- SET TASK -
Could you give the data below again, exactly and completely?

-- begin GIVEN INFORMATION --

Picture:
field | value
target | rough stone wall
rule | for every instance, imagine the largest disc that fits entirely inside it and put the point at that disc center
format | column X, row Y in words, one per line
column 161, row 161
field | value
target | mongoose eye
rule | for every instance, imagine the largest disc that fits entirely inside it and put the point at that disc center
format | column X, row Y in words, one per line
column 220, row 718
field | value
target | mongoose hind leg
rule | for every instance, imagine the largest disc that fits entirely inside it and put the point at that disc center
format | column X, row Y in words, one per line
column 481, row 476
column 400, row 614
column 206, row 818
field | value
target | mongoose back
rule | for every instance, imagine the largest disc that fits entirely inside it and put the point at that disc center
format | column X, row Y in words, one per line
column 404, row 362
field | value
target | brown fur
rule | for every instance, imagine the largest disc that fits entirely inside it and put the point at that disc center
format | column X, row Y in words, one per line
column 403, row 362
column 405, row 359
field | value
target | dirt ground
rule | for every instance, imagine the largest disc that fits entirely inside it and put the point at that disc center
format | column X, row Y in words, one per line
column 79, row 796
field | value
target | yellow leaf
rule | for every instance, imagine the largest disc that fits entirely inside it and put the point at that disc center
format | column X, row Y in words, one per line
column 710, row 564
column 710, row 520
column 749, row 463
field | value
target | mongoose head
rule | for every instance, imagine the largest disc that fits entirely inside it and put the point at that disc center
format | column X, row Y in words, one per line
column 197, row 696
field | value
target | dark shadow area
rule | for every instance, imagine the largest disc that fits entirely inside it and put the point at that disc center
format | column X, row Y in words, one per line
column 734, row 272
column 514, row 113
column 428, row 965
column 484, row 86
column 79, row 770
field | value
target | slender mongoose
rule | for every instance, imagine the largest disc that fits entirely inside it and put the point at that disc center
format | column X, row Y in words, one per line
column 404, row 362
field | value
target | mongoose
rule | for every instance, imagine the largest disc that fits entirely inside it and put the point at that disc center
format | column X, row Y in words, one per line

-- end GIVEN INFORMATION --

- WRITTEN ANSWER -
Picture:
field | value
target | rough stone wall
rule | for every instance, imagine the largest disc that fits entirely inside it and put the point at that disc center
format | column X, row Y in words, one per line
column 161, row 161
field | value
target | mongoose eye
rule | for every instance, imagine the largest disc that fits entirely inside it and put the point at that disc center
format | column X, row Y in words, one per line
column 220, row 718
field | value
target | mongoose hind leg
rule | for every instance, imagine the largest disc that fits entirely inside it and put the point at that disc center
format | column X, row Y in words, one per line
column 481, row 476
column 400, row 614
column 206, row 818
field | value
target | mongoose back
rule | for every instance, imagine the largest disc that fits entirely inside it and put the point at that disc center
format | column X, row Y in words, one per line
column 404, row 362
field | value
target | brown fur
rule | for every instance, imagine the largest disc that fits entirely inside it and put the point at that disc center
format | column X, row Y in words, one per line
column 403, row 362
column 405, row 359
field | value
target | dirt ground
rule | for every instance, imagine the largest disc that fits entirely inside it and put the point at that disc center
format | column X, row Y in words, one per line
column 79, row 796
field | value
target | yellow leaf
rule | for every instance, imagine the largest disc that fits entirely inside it and put the point at that disc center
format | column X, row Y in words, one per line
column 710, row 564
column 710, row 520
column 749, row 463
field | value
target | mongoose head
rule | for every instance, imagine the largest disc that fits entirely inside it and put the point at that disc center
format | column X, row Y in words, one per line
column 197, row 696
field | value
target | dark shadow area
rule | for every instance, imagine the largest disc that fits entirely inside it and put the point at that disc center
format | column X, row Y in words, one per line
column 734, row 272
column 514, row 113
column 428, row 965
column 484, row 86
column 79, row 770
field | value
target | slender mongoose
rule | for every instance, imagine the largest disc that fits entirely inside it and put the point at that disc center
format | column X, row Y in words, one per line
column 404, row 362
field | value
target | mongoose
rule | for every instance, imagine the largest disc that fits entirely inside it and put the point at that disc center
format | column X, row Y in words, one per line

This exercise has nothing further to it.